-- EXPLORE THE MATERIAL --
A – Answer these from the Tonic Validate walkthrough below:
(i) How many questions and reference answers does EvaluatingLlmSurveyPaperDataset contain?
(ii) What answer_similarity value appears in the printed scores?
(iii) What number is passed as num_workers when the documents are loaded?
B – Supply the next part of the Tonic Validate walkthrough below, picking up right after its last line.

-- EXCERPTED TEXT --
To do this, you put the questions, LLM answers, retrieved context lists, and reference answers into lists and cal evaluate_run
.
tonic_validate_evaluator = TonicValidateEvaluator()
scores = await tonic_validate_evaluator.aevaluate_run(
[question], [llm_answer], [retrieved_context_list], [reference_answer]
)
scores.run_data[0].scores
{'answer_consistency': 1.0, 'answer_similarity': 3.0, 'augmentation_accuracy': 0.5, 'augmentation_precision': 0.5, 'retrieval_precision': 1.0}
Labelled RAG Dataset Example¶
Let's use the dataset EvaluatingLlmSurveyPaperDataset
and evaluate the default LlamaIndex RAG system using Tonic Validate's answer similarity score. EvaluatingLlmSurveyPaperDataset
is a LabelledRagDataset
, so it contains reference correct answers for each question. The dataset contains 276 questions and reference answers about the paper Evaluating Large Language Models: A Comprehensive Survey.
We'll use TonicValidateEvaluator
with the answer similarity score metric to evaluate the responses from the default RAG system on this dataset.
!llamaindex-cli download-llamadataset EvaluatingLlmSurveyPaperDataset --download-dir ./data
from llama_index.core import SimpleDirectoryReader
from llama_index.core.llama_dataset import LabelledRagDataset
from llama_index.core import VectorStoreIndex
rag_dataset = LabelledRagDataset.from_json("./data/rag_dataset.json")
documents = SimpleDirectoryReader(input_dir="./data/source_files").load_data(
num_workers=4
) # parallel loading
index = VectorStoreIndex.from_documents(documents=documents)
query_engine = index.as_query_engine()
predictions_dataset = rag_dataset.make_predictions_with(query_engine)
questions, retrieved_context_lists, reference_answers, llm_answers = zip(
*[
(e.query, e.reference_contexts, e.reference_answer, p.response)
for e, p in zip(rag_dataset.examples, predictions_dataset.predictions)

-- RECORDED DATA --
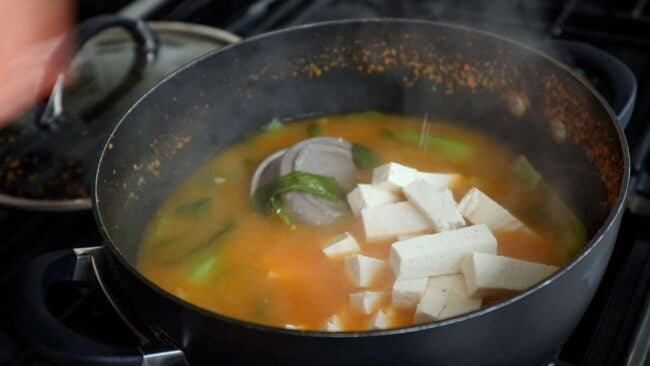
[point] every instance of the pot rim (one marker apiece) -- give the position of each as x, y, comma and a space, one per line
595, 240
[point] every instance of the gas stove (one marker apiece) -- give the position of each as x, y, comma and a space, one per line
616, 328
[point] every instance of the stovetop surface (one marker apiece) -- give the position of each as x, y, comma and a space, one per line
616, 328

-- SOLVED PROBLEMS --
A –
(i) 276
(ii) 3.0
(iii) 4

B –
]
)
100%|█████████████████████████████████████████████| 1/1 [00:00<00:00, 2.09it/s] Successfully downloaded EvaluatingLlmSurveyPaperDataset to ./data
from tonic_validate.metrics import AnswerSimilarityMetric
tonic_validate_evaluator = TonicValidateEvaluator(
metrics=[AnswerSimilarityMetric()], model_evaluator="gpt-4-1106-preview"
)
scores = await tonic_validate_evaluator.aevaluate_run(
questions, retrieved_context_lists, reference_answers, llm_answers
)
The overall_scores
gives the average score over the 276 questions in the dataset.
scores.overall_scores
{'answer_similarity': 2.2644927536231885}
Using pandas
and matplotlib
, we can plot a histogram of the similarity scores.
import matplotlib.pyplot as plt
import pandas as pd
score_list = [x.scores["answer_similarity"] for x in scores.run_data]
value_counts = pd.Series(score_list).value_counts()
fig, ax = plt.subplots()
ax.bar(list(value_counts.index), list(value_counts))
ax.set_title("Answer Similarity Score Value Counts")
plt.show()
As 0 is the most common score, there is much room for improvement. This makes sense, as we are using the default parameters. We could imrpove these results by tuning the many possible RAG parameters to optimize this score.